[start]
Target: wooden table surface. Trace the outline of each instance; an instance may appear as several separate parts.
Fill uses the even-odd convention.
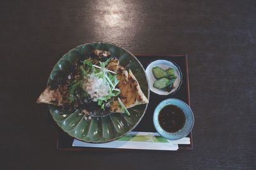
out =
[[[1,169],[255,169],[255,1],[3,0]],[[90,42],[189,56],[193,150],[59,152],[35,103],[52,67]]]

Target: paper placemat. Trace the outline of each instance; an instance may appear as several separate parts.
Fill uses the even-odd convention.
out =
[[[74,139],[72,146],[151,150],[177,150],[179,149],[179,144],[189,144],[189,137],[184,137],[177,141],[170,141],[161,137],[158,133],[131,132],[116,141],[107,143],[88,143]]]

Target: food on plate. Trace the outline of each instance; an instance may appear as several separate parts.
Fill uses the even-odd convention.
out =
[[[131,70],[127,70],[109,51],[84,54],[69,72],[54,79],[37,100],[81,109],[89,114],[129,112],[128,108],[147,104],[148,99]]]
[[[165,71],[166,72],[166,73],[167,73],[168,77],[172,77],[175,76],[175,74],[174,74],[174,68],[169,68],[165,70]]]
[[[167,72],[164,71],[159,66],[155,66],[152,68],[154,76],[156,79],[158,79],[162,77],[166,77],[168,76]]]
[[[152,72],[157,79],[154,82],[153,87],[168,92],[171,91],[172,85],[177,79],[174,73],[174,69],[168,68],[164,70],[159,66],[155,66],[152,68]]]

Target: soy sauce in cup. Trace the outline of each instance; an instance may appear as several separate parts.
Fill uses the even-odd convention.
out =
[[[158,121],[163,130],[175,133],[183,128],[186,117],[180,108],[174,105],[168,105],[160,111]]]

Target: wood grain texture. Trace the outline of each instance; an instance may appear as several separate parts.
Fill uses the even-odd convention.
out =
[[[255,9],[255,1],[1,1],[1,169],[256,169]],[[36,99],[63,54],[97,41],[188,54],[193,150],[56,151],[54,122]]]

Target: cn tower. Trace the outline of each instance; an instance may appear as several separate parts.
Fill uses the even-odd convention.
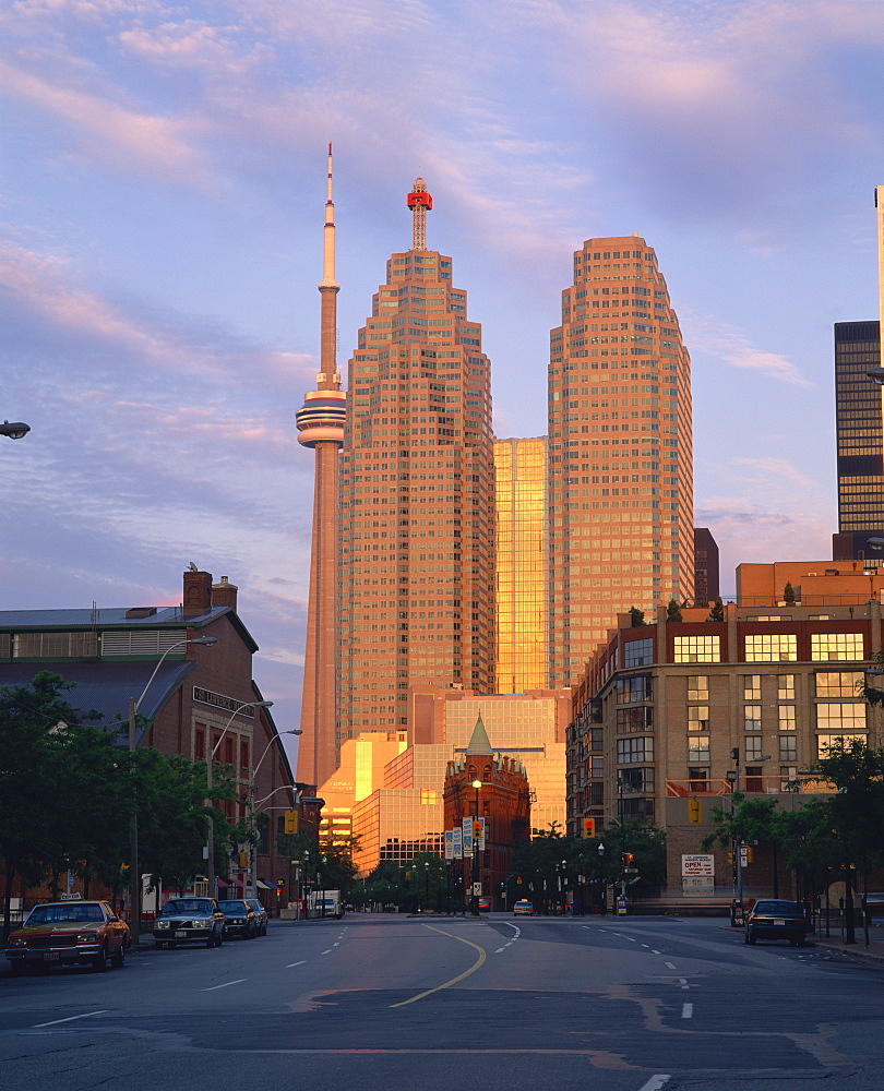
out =
[[[335,279],[335,206],[332,201],[332,145],[323,228],[320,371],[316,388],[298,410],[298,442],[314,452],[313,533],[307,646],[303,656],[301,738],[298,780],[319,787],[337,768],[335,738],[335,643],[337,625],[337,453],[344,445],[347,395],[341,389],[336,362],[337,292]]]

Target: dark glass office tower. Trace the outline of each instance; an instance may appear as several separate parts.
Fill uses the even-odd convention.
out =
[[[876,556],[870,537],[884,537],[882,387],[867,375],[881,360],[877,322],[835,323],[835,412],[838,466],[836,561]]]

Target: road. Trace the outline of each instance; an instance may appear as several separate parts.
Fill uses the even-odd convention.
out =
[[[884,970],[722,921],[272,922],[0,975],[4,1091],[884,1091]]]

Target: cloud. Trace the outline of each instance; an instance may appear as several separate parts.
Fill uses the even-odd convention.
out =
[[[795,386],[813,386],[804,379],[791,360],[776,352],[757,348],[736,326],[710,316],[693,315],[682,311],[682,325],[691,350],[716,357],[730,368],[756,371],[768,379],[776,379]]]

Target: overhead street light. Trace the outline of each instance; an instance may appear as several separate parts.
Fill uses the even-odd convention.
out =
[[[206,805],[208,807],[212,807],[212,774],[214,770],[215,755],[217,754],[218,747],[222,744],[222,740],[227,734],[230,724],[234,722],[237,716],[239,716],[239,714],[243,710],[243,708],[272,708],[272,707],[273,707],[272,700],[243,700],[242,704],[238,705],[230,714],[230,719],[227,721],[227,723],[225,723],[224,731],[222,731],[222,733],[218,735],[218,741],[215,743],[215,745],[212,746],[211,750],[210,746],[206,745],[206,750],[208,751],[208,759],[206,760],[205,764],[205,783],[206,783],[206,791],[208,793],[206,796]],[[211,738],[212,735],[210,734],[207,742],[211,741]],[[262,760],[264,759],[263,755],[261,759]],[[251,784],[251,777],[249,777],[249,781]],[[250,794],[251,794],[251,788],[250,788]],[[215,819],[212,814],[208,815],[208,843],[206,844],[206,870],[208,872],[207,876],[208,897],[217,898],[217,891],[215,890]],[[242,891],[242,896],[243,898],[246,897],[244,889]]]
[[[0,435],[8,435],[10,440],[21,440],[31,431],[31,425],[23,420],[4,420],[0,424]]]
[[[129,698],[129,753],[134,754],[138,750],[138,724],[136,717],[138,711],[141,708],[141,703],[147,696],[147,691],[153,685],[154,679],[157,675],[157,671],[163,666],[163,660],[170,651],[175,651],[176,648],[183,648],[188,644],[199,644],[202,647],[210,648],[213,644],[217,644],[217,636],[194,636],[190,640],[178,640],[177,644],[170,645],[163,655],[159,657],[159,661],[154,668],[153,674],[147,680],[147,685],[142,690],[141,696],[138,700],[134,697]],[[134,765],[132,767],[132,775],[134,776]],[[139,936],[141,935],[141,864],[139,862],[139,814],[138,807],[132,812],[132,825],[129,831],[129,901],[131,904],[130,915],[132,920],[132,932],[134,942],[139,942]]]

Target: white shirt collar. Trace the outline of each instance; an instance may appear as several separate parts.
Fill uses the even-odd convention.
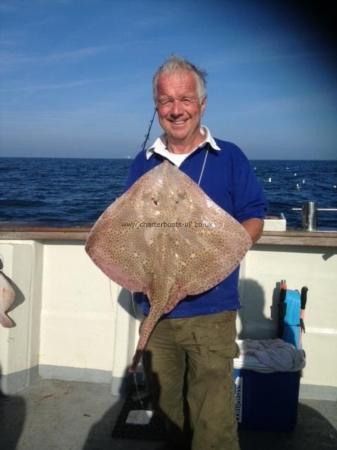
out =
[[[220,147],[217,145],[217,143],[215,142],[213,136],[211,135],[211,132],[209,131],[209,129],[205,126],[202,126],[200,128],[200,132],[205,135],[205,139],[191,152],[187,153],[186,156],[188,156],[189,154],[191,154],[192,152],[194,152],[195,150],[197,150],[200,147],[203,147],[205,144],[209,144],[214,150],[218,150],[220,151]],[[162,134],[159,138],[157,138],[153,144],[146,150],[146,159],[150,159],[150,157],[153,155],[153,153],[158,153],[159,155],[162,156],[167,156],[168,154],[168,149],[166,148],[165,145],[165,138],[164,138],[164,134]]]

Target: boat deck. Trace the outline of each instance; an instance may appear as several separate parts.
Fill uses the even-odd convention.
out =
[[[0,396],[0,448],[160,450],[159,441],[111,437],[122,405],[108,384],[40,379],[17,395]],[[239,434],[241,450],[335,450],[337,404],[301,399],[293,432]]]

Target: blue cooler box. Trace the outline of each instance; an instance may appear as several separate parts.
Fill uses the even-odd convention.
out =
[[[262,373],[236,368],[234,383],[239,429],[291,431],[297,422],[297,372]]]

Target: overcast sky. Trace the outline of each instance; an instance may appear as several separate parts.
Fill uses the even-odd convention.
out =
[[[175,53],[208,72],[216,137],[250,159],[337,159],[333,2],[304,3],[0,0],[1,156],[133,157]]]

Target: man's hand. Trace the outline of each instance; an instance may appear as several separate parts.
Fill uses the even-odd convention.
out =
[[[252,238],[253,244],[261,237],[263,231],[262,219],[248,219],[241,224]]]

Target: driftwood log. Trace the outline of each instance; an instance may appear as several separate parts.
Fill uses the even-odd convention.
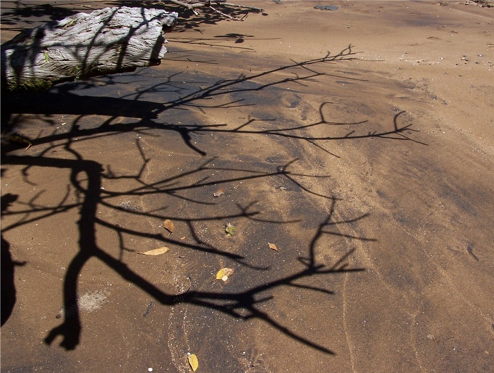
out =
[[[178,14],[120,6],[80,13],[25,30],[1,46],[2,91],[158,65]]]

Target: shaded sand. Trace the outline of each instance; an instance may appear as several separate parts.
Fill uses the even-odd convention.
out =
[[[2,2],[2,41],[116,3],[40,2]],[[245,3],[8,103],[2,371],[492,370],[494,11]]]

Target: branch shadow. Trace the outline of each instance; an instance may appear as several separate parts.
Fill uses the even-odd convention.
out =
[end]
EXERCISE TASK: The listing above must be printed again exactly, minus its pictures.

ANSWER TO THIS TASK:
Target: wooden table surface. Trace the outline of each instance; an instance may appear as several separate parts.
Fill uses the even-odd convention.
out =
[[[1,169],[255,169],[255,1],[3,0]],[[90,42],[189,56],[193,150],[59,152],[35,103],[52,67]]]

Target: paper placemat. Trace the outline of each instance; an instance may appear as several separate parts.
Fill uses the even-odd convention.
out =
[[[74,139],[72,146],[151,150],[177,150],[179,149],[179,144],[189,144],[189,137],[184,137],[177,141],[170,141],[161,137],[158,133],[131,132],[116,141],[107,143],[88,143]]]

Target: food on plate. Trace the outline of each instance; an instance may appear as several separate parts.
Fill uses the even-odd convention.
out =
[[[131,70],[127,70],[109,51],[84,54],[69,72],[54,79],[37,100],[81,109],[89,114],[129,112],[128,108],[147,104],[148,99]]]
[[[165,71],[166,72],[166,73],[167,73],[168,77],[172,77],[175,76],[175,74],[174,74],[174,68],[169,68],[165,70]]]
[[[167,72],[164,71],[159,66],[155,66],[152,68],[154,76],[156,79],[158,79],[162,77],[166,77],[168,76]]]
[[[152,72],[157,79],[154,82],[153,87],[168,92],[171,91],[172,85],[177,79],[174,73],[174,69],[168,68],[164,70],[159,66],[155,66],[152,68]]]

Target: soy sauce in cup. Trace the outline of each instance; an instance may appear as several separate parts.
Fill uses the even-odd convention.
out =
[[[158,121],[163,130],[175,133],[183,128],[186,117],[180,108],[174,105],[168,105],[160,111]]]

Target: wood grain texture. Trace the outline of each instance; an instance may appear as several separate parts.
Fill uses the even-odd convention.
out =
[[[255,9],[255,1],[1,1],[1,169],[256,169]],[[36,99],[63,54],[97,41],[188,54],[193,150],[56,151],[54,122]]]

Target: cn tower. Trace the outline of each instance; an instance may appear as several separate parts.
Fill uses the even-odd convention.
out =
[[[335,279],[335,206],[332,201],[332,145],[323,228],[320,371],[316,388],[298,410],[298,442],[314,452],[313,533],[307,646],[303,656],[301,738],[298,780],[319,787],[337,768],[335,738],[335,643],[337,625],[337,453],[344,445],[347,395],[341,389],[336,362],[337,292]]]

Target: dark glass office tower. Trace the outline of each instance; an instance may appear as several separate parts.
Fill uses the even-odd convention.
out =
[[[876,556],[870,537],[884,537],[882,387],[867,375],[881,360],[877,322],[835,323],[835,412],[838,466],[836,561]]]

Target: road. Trace the outline of each instance; an instance may appear as several separate parts.
Fill uses the even-odd convention.
out =
[[[884,970],[722,921],[272,922],[0,975],[4,1091],[884,1091]]]

Target: cloud. Trace the outline of each instance; an instance may appear as several separate parts.
Fill uses the even-odd convention.
out =
[[[795,386],[813,386],[804,379],[791,360],[776,352],[757,348],[736,326],[710,316],[693,315],[682,311],[682,325],[691,350],[716,357],[730,368],[756,371],[768,379],[776,379]]]

Target: overhead street light. Trace the outline of each instance; an instance may appear as several separate parts.
Fill uses the even-odd convention.
out =
[[[206,805],[208,807],[212,807],[212,774],[214,770],[215,755],[217,754],[218,747],[222,744],[222,740],[227,734],[230,724],[234,722],[237,716],[239,716],[239,714],[243,710],[243,708],[272,708],[272,707],[273,707],[272,700],[243,700],[242,704],[238,705],[230,714],[230,719],[227,721],[227,723],[225,723],[224,731],[222,731],[222,733],[218,735],[218,741],[215,743],[215,745],[212,746],[211,750],[210,746],[206,745],[206,750],[208,751],[208,759],[206,760],[205,764],[205,783],[206,783],[206,791],[208,793],[206,796]],[[211,738],[212,735],[210,734],[207,742],[211,741]],[[262,760],[264,759],[263,755],[261,759]],[[251,784],[251,777],[249,777],[249,781]],[[250,794],[251,794],[251,788],[250,788]],[[215,819],[212,814],[208,815],[208,843],[206,844],[206,870],[208,872],[207,876],[208,897],[217,898],[217,891],[215,890]],[[242,891],[242,896],[243,898],[246,897],[244,889]]]
[[[0,435],[8,435],[10,440],[21,440],[31,431],[31,425],[23,420],[4,420],[0,424]]]
[[[129,698],[129,753],[134,754],[138,750],[138,724],[136,717],[138,711],[141,708],[141,703],[147,696],[147,691],[153,685],[154,679],[157,675],[157,671],[163,666],[163,660],[170,651],[175,651],[176,648],[183,648],[188,644],[199,644],[202,647],[210,648],[213,644],[217,644],[217,636],[194,636],[190,640],[178,640],[177,644],[170,645],[163,655],[159,657],[159,661],[154,668],[153,674],[147,680],[147,685],[142,690],[141,696],[138,700],[134,697]],[[134,765],[132,767],[132,775],[134,776]],[[139,936],[141,935],[141,864],[139,862],[139,814],[138,807],[132,812],[132,825],[129,831],[129,901],[131,904],[130,915],[132,920],[132,932],[134,942],[139,942]]]

Target: white shirt collar. Trace the outline of each instance; an instance may appear as several separate parts.
Fill uses the even-odd convention.
out =
[[[220,147],[217,145],[217,143],[215,142],[213,136],[211,135],[211,132],[209,131],[209,129],[205,126],[202,126],[200,128],[200,132],[205,135],[205,139],[191,152],[187,153],[186,156],[188,156],[189,154],[191,154],[192,152],[194,152],[195,150],[197,150],[200,147],[203,147],[205,144],[209,144],[214,150],[218,150],[220,151]],[[162,134],[159,138],[157,138],[153,144],[146,150],[146,159],[150,159],[150,157],[153,155],[153,153],[158,153],[159,155],[162,156],[167,156],[168,154],[168,149],[166,148],[165,145],[165,138],[164,138],[164,134]]]

Target: boat deck. Trace the outline of each instance; an instance may appear as several separate parts.
Fill uses the even-odd convention.
out =
[[[0,396],[0,448],[160,450],[159,441],[111,437],[122,405],[108,384],[40,379],[17,395]],[[239,434],[241,450],[335,450],[337,404],[301,399],[293,432]]]

Target: blue cooler box. Trace the outline of each instance; an instance may appear as several separate parts.
Fill uses the even-odd convention.
out =
[[[262,373],[236,368],[234,383],[239,429],[291,431],[297,422],[297,372]]]

Target: overcast sky. Trace the outline of each instance; an instance may appear as several separate parts.
Fill uses the even-odd convention.
out =
[[[175,53],[208,72],[216,137],[250,159],[337,159],[333,2],[304,3],[0,0],[1,156],[133,157]]]

Target: man's hand. Trace the outline of each instance; an instance may appear as several separate parts.
Fill uses the even-odd convention.
out =
[[[252,238],[253,244],[261,237],[263,231],[262,219],[248,219],[241,224]]]

Target: driftwood log. Trace the outline of each instance; an instance may appear as several separate parts.
Fill uses the even-odd convention.
out =
[[[178,14],[120,6],[80,13],[25,30],[1,46],[2,91],[158,65]]]

Target: shaded sand. Trace the outline of each instance; an instance may appear as several separate parts.
Fill uses the even-odd convention.
out =
[[[2,2],[2,41],[116,3],[40,2]],[[245,3],[8,103],[2,371],[492,370],[494,11]]]

Target: branch shadow. Trace the outline of each instance; an instance may appear as several separate parts.
Fill uses the even-odd convention.
out =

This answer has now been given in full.